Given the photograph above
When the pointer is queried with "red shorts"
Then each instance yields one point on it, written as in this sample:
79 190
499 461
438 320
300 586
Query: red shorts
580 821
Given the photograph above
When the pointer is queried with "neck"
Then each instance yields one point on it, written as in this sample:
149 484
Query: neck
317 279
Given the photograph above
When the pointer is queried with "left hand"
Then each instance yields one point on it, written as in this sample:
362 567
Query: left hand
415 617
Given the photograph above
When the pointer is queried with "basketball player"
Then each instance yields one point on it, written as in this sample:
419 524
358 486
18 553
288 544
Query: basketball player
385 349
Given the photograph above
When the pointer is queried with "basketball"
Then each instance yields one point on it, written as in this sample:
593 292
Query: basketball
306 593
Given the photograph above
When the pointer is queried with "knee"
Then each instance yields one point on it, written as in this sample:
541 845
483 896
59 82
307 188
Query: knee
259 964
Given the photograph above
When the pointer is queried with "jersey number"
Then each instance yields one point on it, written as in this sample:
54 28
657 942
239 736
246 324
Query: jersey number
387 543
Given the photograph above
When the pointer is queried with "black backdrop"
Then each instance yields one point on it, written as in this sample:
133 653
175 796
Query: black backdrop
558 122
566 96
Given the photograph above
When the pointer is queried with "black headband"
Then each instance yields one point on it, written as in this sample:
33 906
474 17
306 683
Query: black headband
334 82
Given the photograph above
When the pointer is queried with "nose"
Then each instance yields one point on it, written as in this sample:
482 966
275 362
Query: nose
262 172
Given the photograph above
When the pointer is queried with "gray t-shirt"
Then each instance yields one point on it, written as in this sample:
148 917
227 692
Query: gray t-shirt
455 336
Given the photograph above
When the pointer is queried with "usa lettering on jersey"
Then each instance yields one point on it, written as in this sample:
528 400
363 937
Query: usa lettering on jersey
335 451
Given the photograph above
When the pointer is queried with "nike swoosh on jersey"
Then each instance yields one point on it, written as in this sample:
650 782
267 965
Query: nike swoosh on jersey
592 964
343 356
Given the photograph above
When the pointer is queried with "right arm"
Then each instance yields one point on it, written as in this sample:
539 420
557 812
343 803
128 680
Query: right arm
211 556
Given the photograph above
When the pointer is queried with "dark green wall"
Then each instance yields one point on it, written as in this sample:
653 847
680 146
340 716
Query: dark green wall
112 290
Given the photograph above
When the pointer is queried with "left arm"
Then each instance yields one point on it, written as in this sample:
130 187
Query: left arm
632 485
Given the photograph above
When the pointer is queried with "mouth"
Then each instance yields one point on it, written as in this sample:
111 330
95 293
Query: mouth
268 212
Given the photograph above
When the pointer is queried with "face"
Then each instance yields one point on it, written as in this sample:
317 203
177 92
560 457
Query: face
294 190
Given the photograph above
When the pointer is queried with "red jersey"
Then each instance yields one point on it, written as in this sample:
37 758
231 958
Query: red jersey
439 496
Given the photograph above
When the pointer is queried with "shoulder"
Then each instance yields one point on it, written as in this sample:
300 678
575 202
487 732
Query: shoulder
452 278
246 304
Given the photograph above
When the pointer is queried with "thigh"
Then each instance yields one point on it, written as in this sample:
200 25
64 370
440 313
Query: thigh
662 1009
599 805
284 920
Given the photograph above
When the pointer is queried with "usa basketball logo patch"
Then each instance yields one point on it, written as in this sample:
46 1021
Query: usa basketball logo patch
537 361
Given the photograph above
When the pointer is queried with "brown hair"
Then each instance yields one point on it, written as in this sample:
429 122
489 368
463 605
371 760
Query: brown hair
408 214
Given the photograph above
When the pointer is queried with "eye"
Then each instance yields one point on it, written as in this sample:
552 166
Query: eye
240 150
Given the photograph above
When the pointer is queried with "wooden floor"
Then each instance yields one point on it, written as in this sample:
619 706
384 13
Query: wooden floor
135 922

Your objective:
Write the entries again, exactly as they stand.

Full output:
Given the photograph above
When the pointer is queried with "red shorts"
Then each instance yields one point on it, written as in this sample:
79 190
499 461
438 320
300 586
Query: red shorts
580 821
Given the photograph above
When the pointer is queried with "neck"
Then each instance yields one point on it, written as in this sample:
149 484
Query: neck
317 279
Given the photograph above
When the pointer is queried with "left hand"
Then each instance yields one point on it, written as in this sample:
362 567
Query: left hand
415 617
Given the photograph above
When the pointer is queried with "basketball player"
Then each instance yields one point on it, written as in this sample:
419 524
358 486
18 553
288 544
Query: basketball player
385 349
Given the photograph above
When the pointer is queried with "basketball"
Then each instance yields one point on it, written as in this sample:
593 292
Query: basketball
306 593
Given the photograph above
When the pointer is queried with "knee"
Then each instance yields one point on it, written as in this sample:
541 845
483 896
59 82
307 188
Query: knee
259 964
Given the photograph above
When the pointer is queried with "jersey number"
Then each instance yields one point on it, written as in this sample:
54 28
657 942
239 736
246 324
Query: jersey number
387 543
Given the photograph above
When the pointer is queried with "black backdrop"
Then each instance yields one point on it, written as in this sample:
133 653
175 796
Query: black backdrop
558 122
566 96
Given the photograph above
When the pointer is queried with "black headband"
Then each instance yields one point on it, written as in this sample:
33 906
474 17
306 683
Query: black headband
334 82
Given the photograph above
When the pointer is queried with "nose"
Then each instance yields one point on it, written as in this sample:
482 966
275 362
Query: nose
262 172
Given the photograph above
When the pointer is queried with "gray t-shirt"
Then each instance yields one point on it, written as in this sample:
148 917
227 692
Query: gray t-shirt
455 336
Given the photograph above
When the pointer is queried with "usa lettering on jersey"
Then each instance yields one point on it, written as in this sample:
528 400
363 937
Query: usa lettering on jersey
335 451
Given the photograph above
When the pointer is queried with "nike swoosh on jersey"
Then each instance yields one point on it, written as in this sample:
650 782
267 965
Query: nike swoosh on jersey
592 964
343 356
Given the photograph above
When the pointer is queried with "right arm"
Then each instance yields one point on it, written as in this sample:
539 420
557 812
343 803
128 680
Query: right arm
211 556
Given the photograph above
When the pointer is queried with "dark green wall"
Then each instance yields one point on it, written as in this sample:
653 847
680 146
340 716
Query: dark green wall
112 290
Given the photograph above
When the pointer is queried with "left arm"
Then each instance yields one point on it, written as in this sample:
130 187
Query: left arm
632 485
Given the photograph above
When the pointer is queried with "mouth"
Then each instance yields one point on it, written as in this sample:
111 330
95 293
Query: mouth
268 212
Given the photograph above
When the pointer is queried with "face"
Then each instance yields one point on it, written as in this sample:
317 203
177 92
560 457
Query: face
294 190
Given the photograph above
When the pointer is queried with "red jersey"
Then each instance yields one point on it, written as in this sample:
37 758
231 958
Query: red jersey
439 496
Given the photograph above
When the pointer is queried with "shoulder"
Then each instance yields one point on it, written as in this sample:
300 678
575 202
487 732
Query: shoulder
452 278
246 304
Given the photograph above
When the pointer is queried with "thigh"
Then each instance yields one point on it, written as in this sample:
200 25
64 370
440 313
Query: thigh
662 1009
599 805
284 920
Given the photograph above
When the pointer is queried with "usa basketball logo patch"
Then each instance yields one point on it, written as in this sample:
46 1021
Query: usa basketball logo patch
537 361
Given the photograph above
When the pointer is queried with "brown hair"
Then each instance yields one point on it, written as in this sample:
429 122
489 368
463 605
371 760
Query: brown hair
408 214
Given the photograph above
When the pointer is queried with "eye"
Then each instance yields one point on it, written as in this sample:
552 166
Query: eye
240 150
Given the photograph above
When the pointer is queried with "wooden floor"
Then each instance yields one point on it, written as in this sample:
619 706
384 13
Query: wooden floor
135 922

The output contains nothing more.